··· Text for analysis ···
Regent of North Morowali
- In office 6 July 2020 – 30 April 2021 Acting since 2 April 2020
- Preceded by: Aptripel Tumimomor
- Succeeded by: Delis Julkarson Hehi

Vice Regent of North Morowali
- In office 17 February 2016 – 2 April 2020
- Preceded by: Position created
- Succeeded by: Djira Kono

Personal details
- Born: 25 December 1974 (age 51) Baturube, Central Sulawesi, Indonesia
- Party: PAN PBB (former)

= Asrar Abdul Samad =

Asrar Abdul Samad (born 25 December 1974) is an Indonesian politician. He briefly served as the regent of North Morowali in Central Sulawesi between 2020 and 2021, after previously serving as its vice regent from 2016 to 2020.
==Early life==
Asrar Abdul Samad was born at the village of Baturube, in North Bungku district of present-day North Morowali Regency, on 25 December 1974.
···
▸ Activity
Copy the profile from "Vice Regent of" up to and including "25 December 1974.", swapping "politician" for "public official". Rely on nothing but the profile above.
··· Extracted records ···
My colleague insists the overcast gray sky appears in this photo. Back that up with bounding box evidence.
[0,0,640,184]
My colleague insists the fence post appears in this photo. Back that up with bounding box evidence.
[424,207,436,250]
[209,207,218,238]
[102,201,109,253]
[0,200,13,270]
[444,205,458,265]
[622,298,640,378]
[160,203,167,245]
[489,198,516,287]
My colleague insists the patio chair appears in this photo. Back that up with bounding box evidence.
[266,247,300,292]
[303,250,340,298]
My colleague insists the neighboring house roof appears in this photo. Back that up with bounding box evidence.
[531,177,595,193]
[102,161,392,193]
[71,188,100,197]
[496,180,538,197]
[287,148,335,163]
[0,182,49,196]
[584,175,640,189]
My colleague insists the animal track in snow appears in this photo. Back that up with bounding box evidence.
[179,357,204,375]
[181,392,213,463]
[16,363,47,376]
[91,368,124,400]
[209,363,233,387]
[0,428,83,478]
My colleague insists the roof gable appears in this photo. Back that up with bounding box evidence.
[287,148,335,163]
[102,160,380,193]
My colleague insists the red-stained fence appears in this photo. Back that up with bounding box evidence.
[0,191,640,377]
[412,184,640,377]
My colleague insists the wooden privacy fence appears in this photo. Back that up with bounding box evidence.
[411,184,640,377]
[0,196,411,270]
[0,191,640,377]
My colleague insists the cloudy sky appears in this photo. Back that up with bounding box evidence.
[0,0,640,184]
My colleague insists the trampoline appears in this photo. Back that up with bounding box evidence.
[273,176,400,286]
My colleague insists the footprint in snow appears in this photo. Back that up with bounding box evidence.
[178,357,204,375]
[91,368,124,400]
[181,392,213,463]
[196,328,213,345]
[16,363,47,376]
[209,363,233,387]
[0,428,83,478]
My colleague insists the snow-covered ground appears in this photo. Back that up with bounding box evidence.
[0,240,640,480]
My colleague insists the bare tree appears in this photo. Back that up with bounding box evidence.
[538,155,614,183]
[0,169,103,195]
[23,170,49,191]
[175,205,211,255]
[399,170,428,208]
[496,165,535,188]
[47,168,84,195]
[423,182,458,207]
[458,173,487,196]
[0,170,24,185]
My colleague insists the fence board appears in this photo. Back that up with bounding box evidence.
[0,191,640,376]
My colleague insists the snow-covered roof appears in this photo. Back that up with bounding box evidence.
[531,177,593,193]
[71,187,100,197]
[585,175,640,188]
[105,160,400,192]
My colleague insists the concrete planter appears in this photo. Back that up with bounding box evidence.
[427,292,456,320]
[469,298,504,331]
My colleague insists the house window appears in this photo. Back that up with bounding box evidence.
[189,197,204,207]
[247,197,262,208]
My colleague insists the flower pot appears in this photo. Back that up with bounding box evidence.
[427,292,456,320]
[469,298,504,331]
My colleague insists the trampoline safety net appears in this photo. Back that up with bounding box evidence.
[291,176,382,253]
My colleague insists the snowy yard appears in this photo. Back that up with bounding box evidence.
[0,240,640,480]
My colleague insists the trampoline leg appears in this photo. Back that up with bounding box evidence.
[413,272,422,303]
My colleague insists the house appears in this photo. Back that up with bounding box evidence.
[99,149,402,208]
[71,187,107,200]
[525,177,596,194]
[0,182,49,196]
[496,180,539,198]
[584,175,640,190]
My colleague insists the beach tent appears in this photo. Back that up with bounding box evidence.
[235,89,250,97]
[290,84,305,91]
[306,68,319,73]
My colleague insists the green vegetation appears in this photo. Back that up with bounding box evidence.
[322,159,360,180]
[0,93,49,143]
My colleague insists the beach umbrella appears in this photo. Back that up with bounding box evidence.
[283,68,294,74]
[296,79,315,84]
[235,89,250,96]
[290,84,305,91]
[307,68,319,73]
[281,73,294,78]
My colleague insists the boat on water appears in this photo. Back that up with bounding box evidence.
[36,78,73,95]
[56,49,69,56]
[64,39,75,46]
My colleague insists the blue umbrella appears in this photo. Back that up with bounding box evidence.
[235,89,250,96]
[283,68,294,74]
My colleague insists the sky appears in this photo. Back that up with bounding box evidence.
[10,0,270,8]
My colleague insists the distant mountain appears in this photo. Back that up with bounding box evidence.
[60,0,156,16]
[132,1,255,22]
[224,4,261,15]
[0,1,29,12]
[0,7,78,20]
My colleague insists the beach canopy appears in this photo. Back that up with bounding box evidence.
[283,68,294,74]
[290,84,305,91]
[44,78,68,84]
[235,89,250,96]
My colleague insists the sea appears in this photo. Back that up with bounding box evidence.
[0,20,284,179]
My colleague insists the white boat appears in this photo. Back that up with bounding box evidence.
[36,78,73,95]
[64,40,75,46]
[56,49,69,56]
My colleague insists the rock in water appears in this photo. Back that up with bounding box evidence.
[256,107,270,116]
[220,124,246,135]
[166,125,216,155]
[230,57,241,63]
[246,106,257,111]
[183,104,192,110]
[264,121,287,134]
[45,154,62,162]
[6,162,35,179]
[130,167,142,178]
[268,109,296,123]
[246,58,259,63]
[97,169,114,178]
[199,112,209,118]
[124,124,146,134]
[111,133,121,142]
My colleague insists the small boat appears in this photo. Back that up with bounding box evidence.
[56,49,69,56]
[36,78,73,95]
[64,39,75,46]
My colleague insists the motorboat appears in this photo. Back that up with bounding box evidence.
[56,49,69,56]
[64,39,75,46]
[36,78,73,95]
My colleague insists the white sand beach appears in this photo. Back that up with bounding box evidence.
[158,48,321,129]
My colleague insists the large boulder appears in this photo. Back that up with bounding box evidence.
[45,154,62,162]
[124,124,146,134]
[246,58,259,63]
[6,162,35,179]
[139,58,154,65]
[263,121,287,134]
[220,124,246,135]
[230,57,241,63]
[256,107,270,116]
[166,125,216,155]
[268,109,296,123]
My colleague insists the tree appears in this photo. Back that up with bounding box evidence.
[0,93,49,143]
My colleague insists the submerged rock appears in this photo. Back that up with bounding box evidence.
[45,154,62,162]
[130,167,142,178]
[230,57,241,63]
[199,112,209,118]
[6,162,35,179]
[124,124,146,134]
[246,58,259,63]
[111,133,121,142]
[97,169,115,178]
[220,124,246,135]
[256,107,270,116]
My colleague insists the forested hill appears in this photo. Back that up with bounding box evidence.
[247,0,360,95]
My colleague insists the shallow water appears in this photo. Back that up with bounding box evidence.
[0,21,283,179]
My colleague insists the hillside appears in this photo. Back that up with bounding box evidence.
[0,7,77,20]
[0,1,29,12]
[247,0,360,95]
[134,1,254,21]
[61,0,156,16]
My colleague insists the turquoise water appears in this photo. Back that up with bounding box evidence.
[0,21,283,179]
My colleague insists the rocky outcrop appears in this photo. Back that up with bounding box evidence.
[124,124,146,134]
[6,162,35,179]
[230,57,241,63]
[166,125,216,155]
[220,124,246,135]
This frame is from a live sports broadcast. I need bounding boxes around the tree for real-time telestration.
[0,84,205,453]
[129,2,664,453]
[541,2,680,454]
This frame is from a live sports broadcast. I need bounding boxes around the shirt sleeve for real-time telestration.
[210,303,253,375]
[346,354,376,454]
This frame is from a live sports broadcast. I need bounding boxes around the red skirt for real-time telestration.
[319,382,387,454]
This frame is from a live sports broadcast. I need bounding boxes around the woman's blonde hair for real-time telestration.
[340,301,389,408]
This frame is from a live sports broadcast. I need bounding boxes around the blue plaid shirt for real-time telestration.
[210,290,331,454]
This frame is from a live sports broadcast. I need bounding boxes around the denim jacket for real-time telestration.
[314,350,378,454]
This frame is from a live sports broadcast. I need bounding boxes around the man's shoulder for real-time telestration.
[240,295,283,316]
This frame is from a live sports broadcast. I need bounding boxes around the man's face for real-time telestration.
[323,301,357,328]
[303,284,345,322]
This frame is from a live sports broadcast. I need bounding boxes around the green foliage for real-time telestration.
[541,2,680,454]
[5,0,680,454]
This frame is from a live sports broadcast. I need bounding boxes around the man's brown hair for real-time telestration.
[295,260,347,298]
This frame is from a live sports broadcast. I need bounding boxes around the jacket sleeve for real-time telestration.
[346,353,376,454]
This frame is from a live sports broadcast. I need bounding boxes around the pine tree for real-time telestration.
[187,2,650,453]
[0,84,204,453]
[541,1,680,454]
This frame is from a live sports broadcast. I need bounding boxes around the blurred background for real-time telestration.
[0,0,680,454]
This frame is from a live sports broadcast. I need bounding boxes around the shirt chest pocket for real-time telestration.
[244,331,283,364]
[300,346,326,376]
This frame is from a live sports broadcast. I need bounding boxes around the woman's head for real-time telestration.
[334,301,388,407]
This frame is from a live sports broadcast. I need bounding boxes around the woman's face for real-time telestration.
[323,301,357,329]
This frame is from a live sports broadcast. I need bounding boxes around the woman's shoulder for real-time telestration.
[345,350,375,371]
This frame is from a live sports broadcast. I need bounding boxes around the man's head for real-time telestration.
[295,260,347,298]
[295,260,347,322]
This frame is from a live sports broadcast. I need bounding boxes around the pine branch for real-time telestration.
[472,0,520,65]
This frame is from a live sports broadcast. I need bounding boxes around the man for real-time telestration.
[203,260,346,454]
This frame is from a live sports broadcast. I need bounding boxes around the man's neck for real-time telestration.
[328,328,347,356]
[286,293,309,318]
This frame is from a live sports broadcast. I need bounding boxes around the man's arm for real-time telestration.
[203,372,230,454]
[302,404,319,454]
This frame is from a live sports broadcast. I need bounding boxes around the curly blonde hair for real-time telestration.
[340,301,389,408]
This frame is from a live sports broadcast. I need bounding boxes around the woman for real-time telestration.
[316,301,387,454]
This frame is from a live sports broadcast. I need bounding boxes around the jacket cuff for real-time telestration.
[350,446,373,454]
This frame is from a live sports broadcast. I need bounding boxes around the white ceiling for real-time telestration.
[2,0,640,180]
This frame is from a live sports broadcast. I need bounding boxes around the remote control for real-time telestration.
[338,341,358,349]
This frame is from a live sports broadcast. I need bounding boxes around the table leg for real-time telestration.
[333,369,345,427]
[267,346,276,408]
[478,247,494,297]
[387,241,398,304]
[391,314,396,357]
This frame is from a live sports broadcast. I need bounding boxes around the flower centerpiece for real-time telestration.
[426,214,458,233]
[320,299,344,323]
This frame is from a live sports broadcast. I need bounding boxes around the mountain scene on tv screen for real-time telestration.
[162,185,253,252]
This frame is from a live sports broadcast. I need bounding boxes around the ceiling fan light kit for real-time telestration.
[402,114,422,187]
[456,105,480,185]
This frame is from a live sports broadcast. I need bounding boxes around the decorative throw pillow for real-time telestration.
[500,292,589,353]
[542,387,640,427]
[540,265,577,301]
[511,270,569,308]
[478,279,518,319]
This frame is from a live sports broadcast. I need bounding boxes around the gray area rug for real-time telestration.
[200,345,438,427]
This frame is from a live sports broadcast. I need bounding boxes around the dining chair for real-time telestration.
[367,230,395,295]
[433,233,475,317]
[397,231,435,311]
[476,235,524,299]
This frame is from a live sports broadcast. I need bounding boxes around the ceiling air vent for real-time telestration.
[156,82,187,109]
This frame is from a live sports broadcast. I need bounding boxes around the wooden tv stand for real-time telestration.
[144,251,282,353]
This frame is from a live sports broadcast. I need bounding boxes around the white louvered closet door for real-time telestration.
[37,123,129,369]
···
▸ Exercise answer
Vice Regent of North Morowali
- In office 17 February 2016 – 2 April 2020
- Preceded by: Position created
- Succeeded by: Djira Kono

Personal details
- Born: 25 December 1974 (age 51) Baturube, Central Sulawesi, Indonesia
- Party: PAN PBB (former)

= Asrar Abdul Samad =

Asrar Abdul Samad (born 25 December 1974) is an Indonesian public official. He briefly served as the regent of North Morowali in Central Sulawesi between 2020 and 2021, after previously serving as its vice regent from 2016 to 2020.
==Early life==
Asrar Abdul Samad was born at the village of Baturube, in North Bungku district of present-day North Morowali Regency, on 25 December 1974.